# start of Stored rows
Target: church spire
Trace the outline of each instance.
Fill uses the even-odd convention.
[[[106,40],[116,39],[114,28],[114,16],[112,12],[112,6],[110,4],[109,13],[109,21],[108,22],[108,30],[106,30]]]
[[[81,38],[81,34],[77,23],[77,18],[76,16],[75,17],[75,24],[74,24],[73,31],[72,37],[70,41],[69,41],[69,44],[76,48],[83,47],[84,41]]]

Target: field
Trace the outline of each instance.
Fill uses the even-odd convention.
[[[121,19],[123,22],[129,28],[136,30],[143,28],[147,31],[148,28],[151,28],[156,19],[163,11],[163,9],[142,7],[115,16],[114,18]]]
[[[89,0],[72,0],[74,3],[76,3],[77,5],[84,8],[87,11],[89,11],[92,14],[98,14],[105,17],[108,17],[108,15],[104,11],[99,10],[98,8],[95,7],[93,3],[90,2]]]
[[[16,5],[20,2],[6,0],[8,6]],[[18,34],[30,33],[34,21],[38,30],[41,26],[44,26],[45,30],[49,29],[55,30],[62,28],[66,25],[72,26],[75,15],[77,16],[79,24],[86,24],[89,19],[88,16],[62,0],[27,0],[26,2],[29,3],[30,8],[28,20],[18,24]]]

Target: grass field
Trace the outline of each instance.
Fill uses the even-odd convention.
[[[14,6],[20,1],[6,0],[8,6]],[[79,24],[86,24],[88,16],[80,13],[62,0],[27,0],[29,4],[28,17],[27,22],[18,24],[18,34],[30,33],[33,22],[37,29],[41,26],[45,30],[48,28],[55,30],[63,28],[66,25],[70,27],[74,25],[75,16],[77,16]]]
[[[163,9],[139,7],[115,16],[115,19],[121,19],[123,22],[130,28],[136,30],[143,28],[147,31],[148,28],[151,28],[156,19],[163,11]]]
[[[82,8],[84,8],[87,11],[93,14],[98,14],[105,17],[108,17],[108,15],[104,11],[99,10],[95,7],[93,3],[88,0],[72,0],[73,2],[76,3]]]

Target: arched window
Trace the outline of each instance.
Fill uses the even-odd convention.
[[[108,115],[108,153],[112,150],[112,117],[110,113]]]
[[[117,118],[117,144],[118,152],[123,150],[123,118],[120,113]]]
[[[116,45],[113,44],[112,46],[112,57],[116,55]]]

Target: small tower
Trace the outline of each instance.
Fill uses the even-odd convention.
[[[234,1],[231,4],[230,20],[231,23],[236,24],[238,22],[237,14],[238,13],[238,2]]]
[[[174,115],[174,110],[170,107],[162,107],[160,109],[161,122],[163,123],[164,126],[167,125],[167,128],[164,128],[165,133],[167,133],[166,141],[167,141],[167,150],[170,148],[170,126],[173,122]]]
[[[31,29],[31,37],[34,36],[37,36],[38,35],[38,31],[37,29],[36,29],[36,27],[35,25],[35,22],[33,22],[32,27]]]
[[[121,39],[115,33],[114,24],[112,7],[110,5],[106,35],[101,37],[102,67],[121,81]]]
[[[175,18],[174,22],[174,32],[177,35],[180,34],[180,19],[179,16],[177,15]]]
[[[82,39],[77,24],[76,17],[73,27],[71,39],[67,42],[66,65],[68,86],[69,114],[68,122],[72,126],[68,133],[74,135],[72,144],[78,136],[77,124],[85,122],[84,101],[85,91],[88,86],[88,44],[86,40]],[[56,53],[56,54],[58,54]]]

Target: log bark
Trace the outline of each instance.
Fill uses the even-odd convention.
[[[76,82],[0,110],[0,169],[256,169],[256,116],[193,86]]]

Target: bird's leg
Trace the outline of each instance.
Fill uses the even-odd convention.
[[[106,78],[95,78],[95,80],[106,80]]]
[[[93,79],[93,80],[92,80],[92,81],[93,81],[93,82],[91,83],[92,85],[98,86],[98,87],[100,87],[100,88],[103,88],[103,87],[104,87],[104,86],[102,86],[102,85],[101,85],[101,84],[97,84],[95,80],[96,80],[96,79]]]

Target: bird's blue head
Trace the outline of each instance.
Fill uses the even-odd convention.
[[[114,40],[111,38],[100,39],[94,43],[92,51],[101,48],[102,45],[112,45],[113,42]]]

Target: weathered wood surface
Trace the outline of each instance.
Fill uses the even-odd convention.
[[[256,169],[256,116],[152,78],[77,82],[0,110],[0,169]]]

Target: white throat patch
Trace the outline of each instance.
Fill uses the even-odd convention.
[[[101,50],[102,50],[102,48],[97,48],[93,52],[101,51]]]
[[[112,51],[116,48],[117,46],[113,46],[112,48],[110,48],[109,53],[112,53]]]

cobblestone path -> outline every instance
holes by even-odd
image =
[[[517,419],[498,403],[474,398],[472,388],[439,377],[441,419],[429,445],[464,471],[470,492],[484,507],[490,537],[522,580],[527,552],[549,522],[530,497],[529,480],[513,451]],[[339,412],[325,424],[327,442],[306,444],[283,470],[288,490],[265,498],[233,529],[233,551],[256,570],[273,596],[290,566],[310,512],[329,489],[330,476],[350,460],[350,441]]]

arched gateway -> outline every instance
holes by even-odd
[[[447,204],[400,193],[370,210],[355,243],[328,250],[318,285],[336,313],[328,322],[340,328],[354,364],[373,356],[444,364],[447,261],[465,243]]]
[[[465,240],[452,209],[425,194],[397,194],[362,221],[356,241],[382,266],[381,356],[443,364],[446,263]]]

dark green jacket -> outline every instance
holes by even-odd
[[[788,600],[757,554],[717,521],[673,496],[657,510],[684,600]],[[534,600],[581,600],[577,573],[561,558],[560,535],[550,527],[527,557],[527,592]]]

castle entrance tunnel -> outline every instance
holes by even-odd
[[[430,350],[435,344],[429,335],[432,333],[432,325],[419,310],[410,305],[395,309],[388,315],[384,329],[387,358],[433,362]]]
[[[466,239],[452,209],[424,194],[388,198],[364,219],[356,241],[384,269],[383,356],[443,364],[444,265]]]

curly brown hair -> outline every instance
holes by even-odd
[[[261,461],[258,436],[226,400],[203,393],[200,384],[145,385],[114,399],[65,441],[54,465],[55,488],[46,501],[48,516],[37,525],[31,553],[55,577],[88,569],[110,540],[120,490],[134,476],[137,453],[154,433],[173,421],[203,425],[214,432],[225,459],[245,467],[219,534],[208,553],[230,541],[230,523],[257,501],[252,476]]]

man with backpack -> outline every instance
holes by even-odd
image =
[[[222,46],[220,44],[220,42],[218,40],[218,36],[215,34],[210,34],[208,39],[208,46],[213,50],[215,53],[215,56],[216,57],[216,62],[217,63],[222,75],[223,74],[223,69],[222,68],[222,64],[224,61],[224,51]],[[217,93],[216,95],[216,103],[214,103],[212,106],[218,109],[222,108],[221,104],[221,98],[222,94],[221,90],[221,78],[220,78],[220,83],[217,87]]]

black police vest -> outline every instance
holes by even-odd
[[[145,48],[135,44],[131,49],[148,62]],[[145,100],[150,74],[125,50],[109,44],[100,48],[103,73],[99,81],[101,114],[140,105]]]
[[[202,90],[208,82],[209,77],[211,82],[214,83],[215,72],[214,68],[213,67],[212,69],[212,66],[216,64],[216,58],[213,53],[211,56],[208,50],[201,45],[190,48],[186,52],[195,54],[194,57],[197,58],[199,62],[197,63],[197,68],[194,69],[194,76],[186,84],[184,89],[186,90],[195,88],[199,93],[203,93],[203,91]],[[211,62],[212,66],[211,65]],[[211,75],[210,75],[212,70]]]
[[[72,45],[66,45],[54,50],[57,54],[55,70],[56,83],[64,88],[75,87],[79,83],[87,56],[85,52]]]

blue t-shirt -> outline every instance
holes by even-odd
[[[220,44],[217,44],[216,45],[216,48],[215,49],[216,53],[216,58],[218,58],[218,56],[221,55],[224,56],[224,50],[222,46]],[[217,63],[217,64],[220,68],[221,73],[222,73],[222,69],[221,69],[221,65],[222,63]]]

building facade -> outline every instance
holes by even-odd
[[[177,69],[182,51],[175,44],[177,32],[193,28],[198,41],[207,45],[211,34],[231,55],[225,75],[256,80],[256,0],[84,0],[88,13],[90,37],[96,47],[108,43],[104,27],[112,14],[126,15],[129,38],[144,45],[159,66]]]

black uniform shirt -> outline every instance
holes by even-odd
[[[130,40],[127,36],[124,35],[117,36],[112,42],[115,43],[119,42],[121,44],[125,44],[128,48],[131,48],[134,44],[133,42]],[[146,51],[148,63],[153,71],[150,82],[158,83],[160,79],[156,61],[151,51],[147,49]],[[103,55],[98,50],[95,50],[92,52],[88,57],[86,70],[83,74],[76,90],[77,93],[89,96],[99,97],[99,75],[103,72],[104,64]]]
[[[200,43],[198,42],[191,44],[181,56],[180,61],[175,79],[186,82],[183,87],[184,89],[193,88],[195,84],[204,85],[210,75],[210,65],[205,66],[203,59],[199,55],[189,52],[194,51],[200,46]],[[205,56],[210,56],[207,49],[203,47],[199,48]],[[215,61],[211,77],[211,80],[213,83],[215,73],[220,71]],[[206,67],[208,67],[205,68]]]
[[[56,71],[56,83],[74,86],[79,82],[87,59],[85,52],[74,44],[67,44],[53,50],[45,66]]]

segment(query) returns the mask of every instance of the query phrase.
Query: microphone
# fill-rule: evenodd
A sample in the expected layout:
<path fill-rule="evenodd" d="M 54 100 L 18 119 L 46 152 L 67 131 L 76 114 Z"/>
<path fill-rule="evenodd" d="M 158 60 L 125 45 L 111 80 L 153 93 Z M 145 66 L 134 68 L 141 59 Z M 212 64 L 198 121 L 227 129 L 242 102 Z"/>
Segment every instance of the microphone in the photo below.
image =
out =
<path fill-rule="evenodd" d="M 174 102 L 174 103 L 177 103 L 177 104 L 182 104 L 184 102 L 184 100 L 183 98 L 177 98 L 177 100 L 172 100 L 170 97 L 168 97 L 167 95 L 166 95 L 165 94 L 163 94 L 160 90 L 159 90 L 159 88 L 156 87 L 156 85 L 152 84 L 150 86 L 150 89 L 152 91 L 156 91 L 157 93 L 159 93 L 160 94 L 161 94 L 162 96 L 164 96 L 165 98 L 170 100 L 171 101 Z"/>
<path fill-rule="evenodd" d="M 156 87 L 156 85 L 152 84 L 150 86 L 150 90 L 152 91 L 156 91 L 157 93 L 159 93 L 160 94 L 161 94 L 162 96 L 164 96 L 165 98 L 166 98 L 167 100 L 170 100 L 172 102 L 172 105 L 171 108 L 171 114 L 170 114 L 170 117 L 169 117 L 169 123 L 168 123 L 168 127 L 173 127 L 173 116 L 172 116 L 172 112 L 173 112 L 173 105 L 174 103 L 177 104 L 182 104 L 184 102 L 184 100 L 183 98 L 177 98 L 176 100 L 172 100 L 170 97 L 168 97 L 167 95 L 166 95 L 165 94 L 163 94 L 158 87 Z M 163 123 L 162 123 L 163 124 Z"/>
# end of Stored rows
## Task to complete
Give again the rows from the line with "Target: log bark" up to and including the line with "[[[76,82],[0,110],[0,169],[256,169],[256,116],[193,86]]]".

## Output
Target: log bark
Trace the outline of each instance.
Fill uses the even-odd convention.
[[[76,82],[0,110],[0,169],[256,169],[256,116],[193,86]]]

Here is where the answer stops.